RECORDS TO PROCESS:
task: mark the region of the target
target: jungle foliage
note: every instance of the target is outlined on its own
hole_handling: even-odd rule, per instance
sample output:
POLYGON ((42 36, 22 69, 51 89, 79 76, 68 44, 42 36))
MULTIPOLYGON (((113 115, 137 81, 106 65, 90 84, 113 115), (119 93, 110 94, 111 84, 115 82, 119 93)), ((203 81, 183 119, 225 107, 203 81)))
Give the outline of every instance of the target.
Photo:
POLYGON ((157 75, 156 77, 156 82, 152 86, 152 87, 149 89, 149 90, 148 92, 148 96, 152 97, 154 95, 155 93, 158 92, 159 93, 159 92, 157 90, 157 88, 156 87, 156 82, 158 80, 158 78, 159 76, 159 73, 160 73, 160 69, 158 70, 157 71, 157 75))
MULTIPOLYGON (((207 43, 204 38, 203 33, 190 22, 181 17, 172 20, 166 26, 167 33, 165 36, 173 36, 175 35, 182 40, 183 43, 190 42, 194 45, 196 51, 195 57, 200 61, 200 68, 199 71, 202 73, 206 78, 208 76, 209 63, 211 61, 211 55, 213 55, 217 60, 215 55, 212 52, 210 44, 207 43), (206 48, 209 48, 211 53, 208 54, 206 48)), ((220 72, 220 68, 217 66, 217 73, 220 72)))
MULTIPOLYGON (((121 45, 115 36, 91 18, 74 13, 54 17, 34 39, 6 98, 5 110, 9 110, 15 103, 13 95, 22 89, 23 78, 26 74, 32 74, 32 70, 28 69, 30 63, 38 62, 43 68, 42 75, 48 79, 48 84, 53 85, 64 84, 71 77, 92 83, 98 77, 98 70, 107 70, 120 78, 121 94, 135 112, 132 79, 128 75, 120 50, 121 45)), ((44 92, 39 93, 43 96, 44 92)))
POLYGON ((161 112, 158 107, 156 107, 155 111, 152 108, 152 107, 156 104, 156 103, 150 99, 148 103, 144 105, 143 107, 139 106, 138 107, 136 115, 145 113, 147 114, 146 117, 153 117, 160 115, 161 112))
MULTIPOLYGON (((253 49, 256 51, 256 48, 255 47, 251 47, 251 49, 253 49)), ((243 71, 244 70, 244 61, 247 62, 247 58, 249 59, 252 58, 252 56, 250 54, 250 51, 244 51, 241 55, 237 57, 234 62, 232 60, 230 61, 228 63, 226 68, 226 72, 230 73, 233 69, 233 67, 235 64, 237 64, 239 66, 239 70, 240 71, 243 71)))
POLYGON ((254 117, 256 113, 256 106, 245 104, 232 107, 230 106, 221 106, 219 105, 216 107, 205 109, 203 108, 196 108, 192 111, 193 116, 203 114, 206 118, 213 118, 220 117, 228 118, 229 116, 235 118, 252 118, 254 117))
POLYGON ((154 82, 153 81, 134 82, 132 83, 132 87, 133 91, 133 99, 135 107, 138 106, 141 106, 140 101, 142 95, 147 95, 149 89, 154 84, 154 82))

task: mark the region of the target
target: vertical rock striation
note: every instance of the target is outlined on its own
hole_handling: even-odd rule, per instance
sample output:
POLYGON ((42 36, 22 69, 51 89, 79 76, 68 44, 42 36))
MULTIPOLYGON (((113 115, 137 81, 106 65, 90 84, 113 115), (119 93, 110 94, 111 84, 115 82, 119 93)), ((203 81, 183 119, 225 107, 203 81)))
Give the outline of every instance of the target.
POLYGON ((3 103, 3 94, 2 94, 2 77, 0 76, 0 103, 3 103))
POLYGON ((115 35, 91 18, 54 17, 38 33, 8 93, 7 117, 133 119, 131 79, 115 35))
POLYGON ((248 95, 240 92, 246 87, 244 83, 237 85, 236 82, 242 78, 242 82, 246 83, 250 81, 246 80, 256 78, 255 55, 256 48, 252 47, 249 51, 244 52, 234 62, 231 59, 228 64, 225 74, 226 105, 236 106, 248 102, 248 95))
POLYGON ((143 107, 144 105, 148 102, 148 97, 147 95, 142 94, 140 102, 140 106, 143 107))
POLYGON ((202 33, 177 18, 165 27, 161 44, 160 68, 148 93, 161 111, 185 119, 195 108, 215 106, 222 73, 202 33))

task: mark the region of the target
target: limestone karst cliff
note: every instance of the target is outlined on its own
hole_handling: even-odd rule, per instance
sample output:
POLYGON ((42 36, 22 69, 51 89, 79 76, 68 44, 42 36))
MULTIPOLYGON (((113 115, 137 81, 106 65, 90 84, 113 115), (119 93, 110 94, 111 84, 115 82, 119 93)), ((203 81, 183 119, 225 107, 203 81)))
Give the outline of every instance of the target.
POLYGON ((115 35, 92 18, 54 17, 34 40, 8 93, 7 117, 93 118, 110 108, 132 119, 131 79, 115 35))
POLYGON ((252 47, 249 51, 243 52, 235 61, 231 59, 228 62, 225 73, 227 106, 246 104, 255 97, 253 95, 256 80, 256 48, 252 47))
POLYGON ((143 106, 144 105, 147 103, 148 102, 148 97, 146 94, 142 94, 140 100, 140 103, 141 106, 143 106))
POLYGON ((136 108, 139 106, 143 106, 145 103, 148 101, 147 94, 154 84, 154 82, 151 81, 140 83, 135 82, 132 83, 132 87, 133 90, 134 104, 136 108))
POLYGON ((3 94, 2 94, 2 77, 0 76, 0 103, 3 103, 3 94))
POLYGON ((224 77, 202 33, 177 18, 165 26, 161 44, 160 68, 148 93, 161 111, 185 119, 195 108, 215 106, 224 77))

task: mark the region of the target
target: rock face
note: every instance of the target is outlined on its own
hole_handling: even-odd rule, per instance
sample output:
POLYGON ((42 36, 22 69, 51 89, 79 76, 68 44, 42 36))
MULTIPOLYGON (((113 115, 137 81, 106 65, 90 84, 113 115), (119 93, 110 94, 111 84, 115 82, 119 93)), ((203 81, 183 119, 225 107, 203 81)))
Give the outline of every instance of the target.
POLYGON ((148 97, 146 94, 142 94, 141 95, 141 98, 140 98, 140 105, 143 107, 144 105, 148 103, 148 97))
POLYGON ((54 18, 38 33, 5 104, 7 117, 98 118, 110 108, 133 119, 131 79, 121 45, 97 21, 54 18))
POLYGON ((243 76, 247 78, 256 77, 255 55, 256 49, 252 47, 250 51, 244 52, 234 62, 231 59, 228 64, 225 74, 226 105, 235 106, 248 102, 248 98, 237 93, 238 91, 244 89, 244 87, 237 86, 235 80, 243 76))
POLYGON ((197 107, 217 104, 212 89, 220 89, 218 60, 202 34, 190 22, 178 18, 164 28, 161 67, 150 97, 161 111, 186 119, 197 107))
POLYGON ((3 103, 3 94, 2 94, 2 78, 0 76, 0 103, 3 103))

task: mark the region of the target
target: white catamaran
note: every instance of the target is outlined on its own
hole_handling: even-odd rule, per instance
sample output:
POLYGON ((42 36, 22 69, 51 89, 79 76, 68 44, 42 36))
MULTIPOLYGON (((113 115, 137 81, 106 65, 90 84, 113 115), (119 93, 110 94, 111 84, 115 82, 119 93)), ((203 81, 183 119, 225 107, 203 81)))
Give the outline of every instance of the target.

PROBLEM TO WORK ON:
Can you reproduce all the records above, replacing each "instance" with "occurrence" and leaving everything else unchanged?

PROBLEM SOLUTION:
task: mark the region of the target
target: jungle foliage
note: every occurrence of the target is outlined on its own
hole_handling: even-odd rule, per occurrence
sample output:
POLYGON ((42 36, 22 69, 51 89, 79 76, 68 44, 42 36))
MULTIPOLYGON (((113 115, 137 81, 106 65, 90 84, 113 115), (119 93, 110 94, 111 84, 115 82, 119 93)), ((203 81, 183 119, 225 107, 203 81)))
Give the outline of every occurrence of the target.
Photo:
POLYGON ((157 75, 156 77, 156 82, 152 86, 152 87, 149 89, 149 90, 148 92, 148 96, 152 97, 154 95, 155 93, 158 92, 159 93, 159 92, 157 90, 157 88, 156 87, 156 82, 158 80, 158 78, 159 76, 159 73, 160 73, 160 69, 158 70, 157 71, 157 75))
MULTIPOLYGON (((207 43, 204 38, 203 33, 190 22, 181 17, 172 20, 166 26, 167 33, 165 36, 173 36, 175 35, 182 40, 183 43, 190 42, 194 45, 196 51, 195 57, 200 61, 200 68, 199 71, 202 73, 206 78, 208 76, 209 63, 211 61, 211 55, 213 55, 217 60, 215 55, 212 52, 210 44, 207 43), (206 48, 209 48, 211 53, 208 54, 206 48)), ((220 72, 220 68, 217 66, 217 73, 220 72)))
MULTIPOLYGON (((121 45, 115 36, 91 18, 74 13, 54 17, 34 39, 6 98, 5 110, 9 110, 15 103, 13 95, 22 89, 23 78, 26 74, 32 74, 32 70, 28 69, 30 63, 38 62, 43 68, 42 75, 48 79, 48 84, 53 85, 64 84, 71 77, 92 83, 98 77, 98 70, 107 70, 120 78, 121 94, 135 112, 132 79, 128 75, 120 50, 121 45)), ((44 92, 39 93, 43 96, 44 92)))
POLYGON ((161 112, 158 107, 156 107, 155 111, 152 108, 152 107, 156 104, 156 103, 150 99, 148 103, 144 105, 143 107, 139 106, 138 107, 136 115, 145 113, 147 114, 146 117, 153 117, 160 115, 161 112))
MULTIPOLYGON (((253 49, 256 51, 256 48, 255 47, 251 47, 251 49, 253 49)), ((243 71, 244 70, 244 61, 247 62, 247 58, 249 59, 252 58, 252 56, 250 54, 250 51, 244 51, 241 55, 237 57, 234 62, 232 60, 230 61, 228 63, 226 68, 226 72, 230 73, 233 69, 233 67, 235 64, 237 64, 239 66, 239 70, 240 71, 243 71)))
POLYGON ((254 117, 256 113, 256 106, 245 104, 232 107, 230 106, 221 106, 219 105, 216 107, 205 109, 203 108, 196 108, 192 111, 193 116, 203 114, 206 118, 213 118, 220 117, 228 118, 229 116, 235 118, 252 118, 254 117))
POLYGON ((154 82, 153 81, 134 82, 132 83, 132 87, 133 91, 133 99, 135 107, 138 106, 141 106, 140 101, 142 95, 147 95, 149 89, 154 84, 154 82))

task: mark the region of the target
target: vertical rock striation
note: every occurrence of the target is outlined on its own
hole_handling: even-odd rule, per occurrence
sample output:
POLYGON ((42 36, 22 69, 51 89, 79 76, 68 44, 42 36))
MULTIPOLYGON (((113 115, 137 81, 106 65, 90 84, 113 115), (119 93, 110 94, 111 84, 115 82, 119 93)), ((203 81, 183 119, 225 107, 203 81)))
Give the outline of every occurrence of the target.
POLYGON ((3 103, 3 94, 2 94, 2 77, 0 76, 0 103, 3 103))
POLYGON ((115 35, 91 18, 54 17, 38 33, 8 93, 7 117, 133 119, 131 79, 115 35))
POLYGON ((248 95, 240 92, 246 87, 244 83, 237 85, 236 82, 242 78, 242 82, 246 83, 250 81, 246 80, 256 78, 255 55, 256 48, 252 47, 249 51, 244 52, 234 62, 231 59, 228 64, 225 74, 226 105, 236 106, 248 102, 248 95))
POLYGON ((143 107, 144 105, 148 102, 148 97, 147 95, 142 94, 140 102, 140 106, 143 107))
POLYGON ((202 33, 177 18, 165 27, 161 44, 160 68, 148 93, 161 111, 185 119, 195 108, 215 106, 222 73, 202 33))

task: mark the region of the target
target: limestone karst cliff
note: every occurrence of the target is outlined on its own
hole_handling: even-odd rule, per occurrence
sample output:
POLYGON ((42 36, 22 69, 51 89, 79 76, 68 44, 42 36))
MULTIPOLYGON (((113 115, 137 81, 106 65, 90 84, 113 115), (119 93, 110 94, 111 84, 115 82, 119 93)), ((203 81, 183 119, 225 107, 203 81)))
Give the outline of every occurrence of the target.
POLYGON ((115 35, 92 18, 54 17, 34 40, 8 93, 7 117, 93 118, 110 108, 132 119, 131 79, 115 35))
POLYGON ((252 47, 249 51, 243 52, 235 61, 231 59, 228 62, 225 73, 227 106, 246 104, 255 97, 253 95, 256 80, 256 48, 252 47))
POLYGON ((143 106, 144 105, 147 103, 148 102, 148 97, 146 94, 142 94, 140 100, 140 103, 141 106, 143 106))
POLYGON ((136 108, 139 106, 143 106, 145 103, 148 101, 147 94, 154 84, 154 82, 151 81, 140 83, 135 82, 132 83, 132 87, 133 90, 134 104, 136 108))
POLYGON ((3 94, 2 94, 2 77, 0 76, 0 103, 3 103, 3 94))
POLYGON ((224 77, 202 33, 177 18, 165 26, 161 44, 160 68, 148 93, 161 111, 185 119, 195 108, 215 106, 224 77))

task: mark the region of the target
target: rock face
note: every occurrence of the target is outlined on its own
hole_handling: even-odd rule, per occurrence
sample output:
POLYGON ((42 36, 22 69, 51 89, 79 76, 68 44, 42 36))
MULTIPOLYGON (((113 115, 137 81, 106 65, 90 84, 113 115), (119 93, 110 94, 111 84, 115 82, 119 93)), ((203 81, 183 119, 225 107, 203 81)))
Give the outline of every occurrence of the target.
POLYGON ((148 97, 146 94, 142 94, 141 95, 141 98, 140 98, 140 105, 143 107, 144 105, 148 103, 148 97))
POLYGON ((54 18, 38 33, 5 104, 7 117, 98 118, 110 108, 133 119, 131 79, 121 45, 97 21, 54 18))
POLYGON ((243 76, 247 78, 256 77, 255 55, 256 49, 252 47, 250 51, 244 52, 234 62, 231 59, 228 64, 225 74, 226 105, 235 106, 248 102, 248 98, 237 93, 238 91, 244 89, 244 87, 237 86, 235 80, 243 76))
POLYGON ((197 107, 217 104, 212 89, 220 89, 218 60, 202 34, 190 22, 178 18, 164 28, 161 67, 150 97, 161 111, 186 119, 197 107))
POLYGON ((3 103, 3 94, 2 94, 2 78, 0 76, 0 103, 3 103))

task: mark the region of the target
target: white catamaran
note: every occurrence of the target is outlined on its own
hole_handling: even-odd rule, per occurrence
sample output:
POLYGON ((42 36, 22 69, 51 89, 79 76, 68 44, 42 36))
MULTIPOLYGON (((113 115, 137 81, 106 65, 90 84, 113 115), (119 93, 110 94, 111 84, 115 82, 119 93)), ((203 81, 183 119, 225 107, 203 81)))
Give the outline of every occurrence of the target.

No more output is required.